#### What you have to do:
Copy out every record below, word for word.

#### Information shown:
========================================================================

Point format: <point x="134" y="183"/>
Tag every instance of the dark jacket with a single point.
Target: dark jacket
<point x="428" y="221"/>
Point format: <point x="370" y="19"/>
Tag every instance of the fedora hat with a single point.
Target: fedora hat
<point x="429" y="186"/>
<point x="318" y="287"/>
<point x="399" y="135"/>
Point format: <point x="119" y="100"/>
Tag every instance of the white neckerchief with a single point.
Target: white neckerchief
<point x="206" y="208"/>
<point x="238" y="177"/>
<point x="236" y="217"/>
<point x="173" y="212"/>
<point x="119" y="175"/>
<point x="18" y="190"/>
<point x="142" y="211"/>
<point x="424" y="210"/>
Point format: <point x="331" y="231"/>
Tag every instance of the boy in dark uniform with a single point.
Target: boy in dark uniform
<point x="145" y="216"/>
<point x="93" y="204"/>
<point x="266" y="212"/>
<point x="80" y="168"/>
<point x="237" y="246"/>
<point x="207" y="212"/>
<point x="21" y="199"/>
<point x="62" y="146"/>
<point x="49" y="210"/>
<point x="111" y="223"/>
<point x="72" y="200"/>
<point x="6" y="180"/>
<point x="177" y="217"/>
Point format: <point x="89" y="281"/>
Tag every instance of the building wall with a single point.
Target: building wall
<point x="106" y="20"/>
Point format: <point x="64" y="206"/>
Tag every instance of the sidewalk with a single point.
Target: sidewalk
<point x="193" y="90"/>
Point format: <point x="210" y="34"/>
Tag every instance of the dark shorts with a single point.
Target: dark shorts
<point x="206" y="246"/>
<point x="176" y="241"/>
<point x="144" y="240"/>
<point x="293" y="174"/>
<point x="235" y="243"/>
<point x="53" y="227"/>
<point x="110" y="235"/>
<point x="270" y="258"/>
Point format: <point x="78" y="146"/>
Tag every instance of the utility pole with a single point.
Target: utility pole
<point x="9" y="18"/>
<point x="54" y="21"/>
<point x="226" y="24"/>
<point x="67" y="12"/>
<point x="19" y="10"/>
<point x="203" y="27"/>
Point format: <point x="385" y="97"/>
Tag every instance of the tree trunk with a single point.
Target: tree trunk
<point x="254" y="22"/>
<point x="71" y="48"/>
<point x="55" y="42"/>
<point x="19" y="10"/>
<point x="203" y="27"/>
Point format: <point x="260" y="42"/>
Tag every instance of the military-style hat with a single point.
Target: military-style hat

========================================================================

#### Response below:
Point format: <point x="134" y="183"/>
Tag every instance of the dark jacket with a single point.
Target: dark jacket
<point x="428" y="221"/>
Point format: <point x="370" y="19"/>
Tag every instance of the fedora hat with a single point.
Target: fedora hat
<point x="429" y="186"/>
<point x="318" y="287"/>
<point x="399" y="135"/>
Point format: <point x="119" y="100"/>
Tag every instance of the white neckerchief with a single point.
Target: white neckerchief
<point x="206" y="208"/>
<point x="238" y="177"/>
<point x="236" y="217"/>
<point x="173" y="212"/>
<point x="119" y="175"/>
<point x="18" y="190"/>
<point x="142" y="211"/>
<point x="424" y="210"/>
Point format: <point x="331" y="231"/>
Tag every instance of the boy in dark uniform with a single point.
Target: boy in dark uniform
<point x="145" y="216"/>
<point x="93" y="204"/>
<point x="266" y="212"/>
<point x="80" y="168"/>
<point x="237" y="246"/>
<point x="207" y="212"/>
<point x="21" y="199"/>
<point x="62" y="146"/>
<point x="49" y="210"/>
<point x="111" y="223"/>
<point x="72" y="200"/>
<point x="6" y="180"/>
<point x="177" y="217"/>
Point format: <point x="89" y="281"/>
Tag every instance of the building wall with a single point.
Target: building wall
<point x="106" y="20"/>
Point format: <point x="64" y="206"/>
Tag every instance of the sidewalk with a single point.
Target: sidewalk
<point x="193" y="90"/>
Point format: <point x="210" y="34"/>
Tag every instance of the dark shorts with a single point.
Target: dark shorts
<point x="206" y="246"/>
<point x="176" y="241"/>
<point x="144" y="240"/>
<point x="293" y="174"/>
<point x="235" y="243"/>
<point x="53" y="227"/>
<point x="110" y="235"/>
<point x="270" y="258"/>
Point format: <point x="78" y="146"/>
Tag every instance of the utility pole with a single point.
Target: utility pole
<point x="9" y="18"/>
<point x="54" y="21"/>
<point x="226" y="24"/>
<point x="67" y="12"/>
<point x="19" y="10"/>
<point x="203" y="27"/>
Point format: <point x="385" y="97"/>
Tag every instance of the tree trunk with a single point.
Target: tree trunk
<point x="254" y="22"/>
<point x="71" y="48"/>
<point x="55" y="42"/>
<point x="19" y="10"/>
<point x="203" y="27"/>
Point format: <point x="260" y="42"/>
Tag every instance of the military-style hat with a single point.
Target: military-style hat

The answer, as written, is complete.